Extracted records:
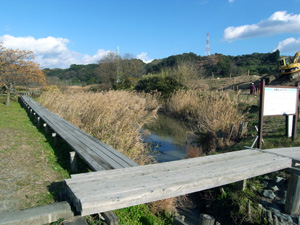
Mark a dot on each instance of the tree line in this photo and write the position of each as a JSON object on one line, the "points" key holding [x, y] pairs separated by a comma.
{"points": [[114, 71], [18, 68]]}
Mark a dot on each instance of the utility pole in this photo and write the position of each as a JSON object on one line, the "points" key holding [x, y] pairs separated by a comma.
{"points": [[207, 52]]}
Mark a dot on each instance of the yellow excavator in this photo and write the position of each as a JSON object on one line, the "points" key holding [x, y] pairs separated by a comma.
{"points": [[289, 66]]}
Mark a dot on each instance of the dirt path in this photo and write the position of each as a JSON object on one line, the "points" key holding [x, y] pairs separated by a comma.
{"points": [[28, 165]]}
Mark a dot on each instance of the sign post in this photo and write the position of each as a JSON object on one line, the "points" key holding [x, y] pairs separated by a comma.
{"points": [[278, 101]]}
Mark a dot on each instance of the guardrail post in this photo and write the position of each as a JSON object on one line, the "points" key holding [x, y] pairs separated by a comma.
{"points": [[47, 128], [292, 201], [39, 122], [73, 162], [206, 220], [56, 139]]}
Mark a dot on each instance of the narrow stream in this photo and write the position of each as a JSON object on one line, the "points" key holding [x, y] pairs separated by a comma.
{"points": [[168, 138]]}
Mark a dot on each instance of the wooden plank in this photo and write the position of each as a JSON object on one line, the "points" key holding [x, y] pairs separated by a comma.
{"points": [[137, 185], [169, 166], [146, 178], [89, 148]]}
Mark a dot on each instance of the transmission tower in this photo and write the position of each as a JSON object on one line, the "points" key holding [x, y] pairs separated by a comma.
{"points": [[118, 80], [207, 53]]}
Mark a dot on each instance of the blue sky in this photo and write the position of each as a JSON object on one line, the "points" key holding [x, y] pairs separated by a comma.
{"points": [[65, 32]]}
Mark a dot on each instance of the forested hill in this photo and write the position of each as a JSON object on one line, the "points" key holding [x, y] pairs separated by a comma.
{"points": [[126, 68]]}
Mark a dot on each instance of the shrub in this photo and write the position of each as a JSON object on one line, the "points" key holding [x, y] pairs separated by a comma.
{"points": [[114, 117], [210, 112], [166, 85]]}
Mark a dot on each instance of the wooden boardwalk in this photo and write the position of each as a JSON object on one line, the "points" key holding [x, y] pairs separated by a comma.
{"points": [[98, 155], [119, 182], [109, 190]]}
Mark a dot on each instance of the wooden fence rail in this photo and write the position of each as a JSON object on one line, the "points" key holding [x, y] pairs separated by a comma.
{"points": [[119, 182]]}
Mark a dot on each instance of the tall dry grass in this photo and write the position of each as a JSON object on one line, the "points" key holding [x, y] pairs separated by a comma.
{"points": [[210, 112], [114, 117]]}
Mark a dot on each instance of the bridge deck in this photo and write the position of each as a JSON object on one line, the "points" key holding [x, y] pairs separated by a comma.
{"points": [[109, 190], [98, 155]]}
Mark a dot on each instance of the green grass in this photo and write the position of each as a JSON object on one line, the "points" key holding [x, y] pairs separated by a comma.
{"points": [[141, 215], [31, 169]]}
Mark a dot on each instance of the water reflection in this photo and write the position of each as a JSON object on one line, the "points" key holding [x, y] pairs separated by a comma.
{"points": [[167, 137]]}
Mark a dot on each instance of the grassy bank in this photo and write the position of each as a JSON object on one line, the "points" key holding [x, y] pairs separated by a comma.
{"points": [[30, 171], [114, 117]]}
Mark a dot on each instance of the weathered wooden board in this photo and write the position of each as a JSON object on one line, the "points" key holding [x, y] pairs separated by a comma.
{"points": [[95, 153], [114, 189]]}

What you need to do: Go through the listing and restate each line word for word, leaving out the pictures.

Answer below:
Mark a dot on each instance of the tree line in this photo and write the position of each as a JSON object on one line, the "points" key holding [x, y] pairs separated by a comma.
{"points": [[114, 71], [18, 68]]}
Mark a dot on each instance of the utility pole in this photo and write the position of each as a JSON object on one line, the "points" key holding [x, y] pairs separated by a comma.
{"points": [[207, 52]]}
Mark a dot on each instance of the yellow excavator in this photo and write the position of each as a JSON object on one line, the "points" key holding [x, y] pairs separated by a comma.
{"points": [[289, 66]]}
Mark a dot on each instance of the dirt path in this photo and write the position of each as a JSON object on one line, the "points" key holding [x, y] pairs separated by a comma.
{"points": [[28, 165]]}
Mark a dot on each instance of the sign post in this photo and write the position of each as a JSON object on one line, the "points" key holding [x, y] pairs separated by a comma.
{"points": [[278, 101]]}
Mark a dot on each instance of the guardrail post in this photo and write the position of each as a JSON object on one line, the "points" key holding [x, y] pairs separated by a comma.
{"points": [[47, 128], [292, 201], [39, 122], [73, 162], [206, 220], [56, 139]]}
Mark a dot on each instance of the narrow stream in this photo and write the position of each as a JSON object on one line, the "points" key holding [x, y] pairs separated by a comma.
{"points": [[168, 138]]}
Mark a dot on each instance of the wooden plank in this photo and write the position of each as a JSON object on one line, the "points" key holding [x, y] pairs separated by a comma.
{"points": [[137, 185], [169, 166], [146, 178], [89, 148]]}
Mark a dot on each instance of the transmission tower in this photo and write the position of each as a JSON object on one line, the "points" key holding [x, y] pairs separated by a comma.
{"points": [[118, 80], [207, 53]]}
Mark a dot on each instance of the blue sky in this photo and write the position of each as a JSON object on one line, the "points" key holding [x, y] pairs separated by a comma.
{"points": [[65, 32]]}
Mark a dot on each instance of the forested hill in this photo and write the position of each as a JSON object on one line, the "points" key holding [x, y] pairs separated by a comma.
{"points": [[126, 68]]}
Mark a dot on each instance of the shrub in this photo and write the position of each as a JSON object on one line, the "points" key holding [x, y] pairs separated by a comma.
{"points": [[114, 117], [210, 112], [166, 85]]}
Mark a dot on each instance of the wooden boardwalk in this photo and write the position of each as a JSON object on one line, the "points" key holding [x, y] pairs separated by a comma.
{"points": [[98, 155], [119, 182], [109, 190]]}
Mark a dot on each instance of the wooden fence rail in this photo and write the position of each as a JSON object on one line, the "points" key holding [x, y] pairs separated by a comma.
{"points": [[119, 182]]}
Mark a dot on each instance of the tall dry grass in this photo and write the position of each as a JSON object on one line, the "points" key holding [x, y] pairs separated by a comma.
{"points": [[210, 112], [114, 117]]}
Mark a dot on each instance of the bridge deck in this photo and write the position of each as a JSON object on one line, the "points" key holding [x, y] pairs separated by a comma.
{"points": [[109, 190], [98, 155]]}
Mark a dot on each instance of the green grass in this photo and write the position of each as a JSON object on one line, the "points" key holding [x, y] pairs separated by a comma.
{"points": [[141, 215], [31, 169]]}
Mark a dot on each instance of the water reflection in this photo and write the position of each as a JSON object on one line, the "points" key holding [x, y] pairs separated by a comma.
{"points": [[167, 137]]}
Mark a dot on each instance of the grassy bank in this photo and write the position of each as a JSON object on one line, the "points" key holding [x, y] pairs separated by a comma.
{"points": [[30, 171], [114, 117]]}
Mark a dot on each instance of the weathered wooden board in this photo and write the position of each as a JSON object on one line, the "points" key holding [x, y] pairs separated by a comma.
{"points": [[95, 153], [114, 189]]}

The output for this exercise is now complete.